> **ITEMS**
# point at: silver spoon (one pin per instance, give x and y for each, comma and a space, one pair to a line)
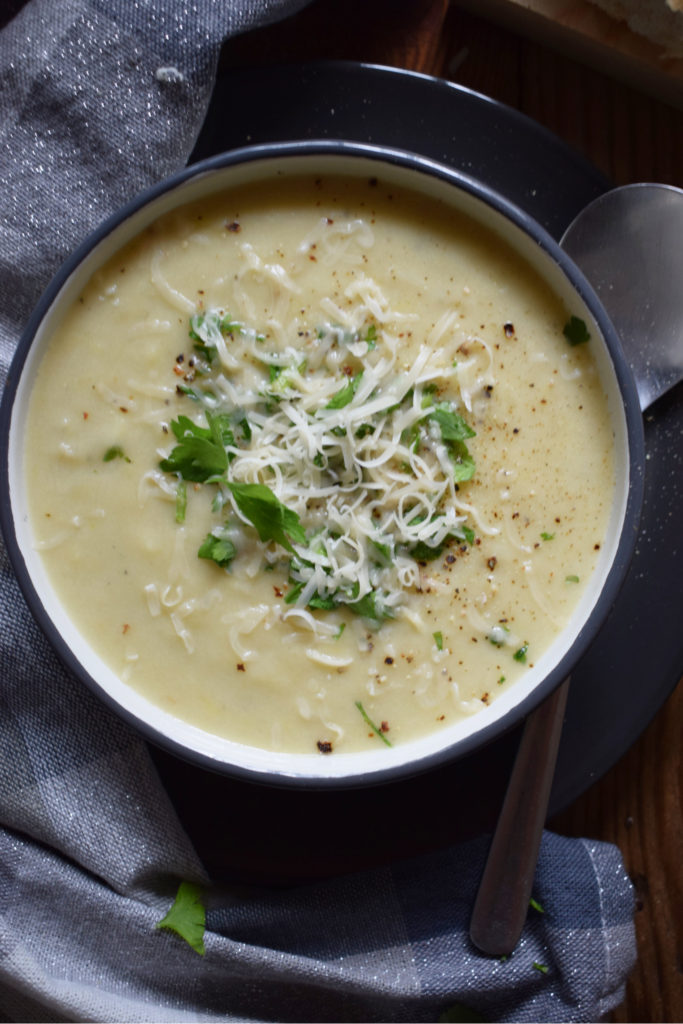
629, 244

--

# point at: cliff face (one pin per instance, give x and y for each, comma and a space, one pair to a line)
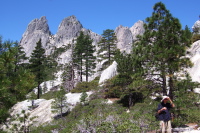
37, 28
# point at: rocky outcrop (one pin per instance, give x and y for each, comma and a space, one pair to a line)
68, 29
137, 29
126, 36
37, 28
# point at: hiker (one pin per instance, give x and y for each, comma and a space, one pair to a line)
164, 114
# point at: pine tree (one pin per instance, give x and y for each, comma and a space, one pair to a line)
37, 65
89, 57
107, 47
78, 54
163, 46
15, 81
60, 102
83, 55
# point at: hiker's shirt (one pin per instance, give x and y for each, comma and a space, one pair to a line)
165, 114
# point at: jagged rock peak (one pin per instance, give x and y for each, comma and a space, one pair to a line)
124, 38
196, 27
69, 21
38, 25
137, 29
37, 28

> **STATED GOAL**
Which lines above contain the string "comma"? Copy each of them in full, and treat the match as case-sensitive.

> **EXERCISE RESPONSE**
# point at: silver spoon (one pin per instance, give x and y for each, comma and a space, one pair to a line)
# point at: cliff face (one pin per instance, give x and y for each, comma and a space, one pair to a line)
# point at: rocky outcrop (one pin per instance, give x and y for each, comma and a space, one pair to a line)
# point at: hiker (one pin per instance, give x and y for each, comma and a space, one pair to a line)
# point at: pine tree (one pin per instance, give x and y for each, comma and a space, one pair to a line)
# point at: hiker's shirt (one pin per instance, give x and y for each, comma and a space, one pair to a line)
# point at: jagged rock peak (one pin per instance, give x and y for each, comma and a space, one pair to a line)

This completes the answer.